[Start of Attachment]
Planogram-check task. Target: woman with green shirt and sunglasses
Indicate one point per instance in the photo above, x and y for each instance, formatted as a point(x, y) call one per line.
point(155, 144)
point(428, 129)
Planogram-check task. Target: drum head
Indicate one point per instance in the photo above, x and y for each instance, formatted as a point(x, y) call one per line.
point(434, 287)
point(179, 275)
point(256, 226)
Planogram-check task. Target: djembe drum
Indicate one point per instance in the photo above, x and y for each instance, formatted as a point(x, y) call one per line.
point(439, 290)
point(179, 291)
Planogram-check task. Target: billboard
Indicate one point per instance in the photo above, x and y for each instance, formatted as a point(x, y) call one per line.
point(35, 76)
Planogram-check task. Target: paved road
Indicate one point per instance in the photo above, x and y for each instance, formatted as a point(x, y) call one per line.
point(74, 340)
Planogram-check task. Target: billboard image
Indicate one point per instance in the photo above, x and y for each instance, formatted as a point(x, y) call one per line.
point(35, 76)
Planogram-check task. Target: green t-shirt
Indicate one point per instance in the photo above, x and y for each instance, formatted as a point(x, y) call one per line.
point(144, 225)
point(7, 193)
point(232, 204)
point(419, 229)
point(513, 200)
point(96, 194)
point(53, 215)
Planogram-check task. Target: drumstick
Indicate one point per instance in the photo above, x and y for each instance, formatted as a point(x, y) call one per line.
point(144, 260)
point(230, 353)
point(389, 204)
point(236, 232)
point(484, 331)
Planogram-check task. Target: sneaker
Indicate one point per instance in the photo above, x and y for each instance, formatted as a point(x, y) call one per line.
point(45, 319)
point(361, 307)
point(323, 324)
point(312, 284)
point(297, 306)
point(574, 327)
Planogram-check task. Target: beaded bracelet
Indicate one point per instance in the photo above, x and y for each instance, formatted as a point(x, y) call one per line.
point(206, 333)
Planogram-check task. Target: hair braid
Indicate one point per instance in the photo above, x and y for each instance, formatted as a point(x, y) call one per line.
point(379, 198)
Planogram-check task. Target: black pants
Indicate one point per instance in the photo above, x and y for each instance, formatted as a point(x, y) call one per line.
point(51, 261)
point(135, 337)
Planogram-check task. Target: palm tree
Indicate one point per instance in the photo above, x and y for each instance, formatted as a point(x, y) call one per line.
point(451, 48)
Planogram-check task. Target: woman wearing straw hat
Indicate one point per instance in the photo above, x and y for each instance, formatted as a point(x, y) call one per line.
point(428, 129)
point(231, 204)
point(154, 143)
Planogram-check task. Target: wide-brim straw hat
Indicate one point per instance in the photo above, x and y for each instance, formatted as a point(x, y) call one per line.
[End of Attachment]
**Work request:**
Retype all the data. Nothing may be left out or altered.

**Written answer:**
Planogram-check task. Target: woman with green shirt and sunglasses
Indicate one point per instance in the photo above, x and y for each instance, formatted as a point(x, y) call one per line.
point(155, 144)
point(428, 129)
Planogram-check task. Target: drum head
Indicate one point per instance in the photo above, x and y for each instance, formatted as a point(x, y) call one per line.
point(434, 287)
point(179, 275)
point(256, 226)
Planogram-check task. Target: djembe drum
Indicate one point per instance in the photo above, x and y for each instance, formatted as a point(x, y) call one per line.
point(439, 290)
point(179, 291)
Planogram-check task. Target: billboard
Indicate one point per instance in the photo above, x and y for each instance, formatted as a point(x, y) call one per line.
point(35, 76)
Planogram-check task. Target: paved road
Indicate one point per instance in the photo above, x and y for each instance, formatted as a point(x, y) call one per line.
point(74, 340)
Planogram-check task. Target: billboard image
Indicate one point per instance in the photo above, x and y for each instance, formatted as a point(x, y) call one per line.
point(35, 76)
Planogram-check task. Target: green t-shirt
Indicate one point per instance in the photo above, x and y for each instance, formatted as a point(x, y) call one per line.
point(144, 225)
point(7, 193)
point(232, 204)
point(419, 229)
point(513, 200)
point(96, 194)
point(53, 215)
Planogram-check task. Target: drumstick
Indicate one point per instance in the photo above, x and y for each instance, formatted as a point(x, y) call one per line.
point(144, 260)
point(230, 353)
point(389, 204)
point(236, 232)
point(484, 331)
Planogram-check task. Target: sneaker
Indicate one point per instance in the photo above, x and y for each instance, formatted as a point(x, y) call one per line.
point(45, 319)
point(361, 307)
point(323, 324)
point(312, 284)
point(297, 306)
point(574, 327)
Planogram-check task. Target: beaded bracelet
Indicate one point per instance in the photo above, x and y for each instance, formatted as a point(x, y) call one per line.
point(206, 333)
Planogram-check task. Target: hair braid
Indicate one point per instance in the photo above, x and y for each instance, formatted as a point(x, y) call one per line.
point(379, 198)
Planogram-check task. Target: black pants
Indicate one point per instance in the photo above, x and y for each instance, formatted as a point(x, y) call one per line.
point(51, 261)
point(135, 337)
Planogram-check task. Target: palm tree
Indicate one point per instance in the photo above, x and y for each instance, formatted as a point(x, y) call one per line.
point(451, 48)
Planogram-check task. Target: woman wearing straw hat
Indicate one point per instance in the photo above, x and y for each instance, formatted as a point(x, y) call one per line.
point(428, 129)
point(231, 204)
point(154, 143)
Planogram-check task. Target: wide-brim straw hat
Indicate one point per instance in the photo above, x and y for each instance, formatted as a point(x, y) call one per line.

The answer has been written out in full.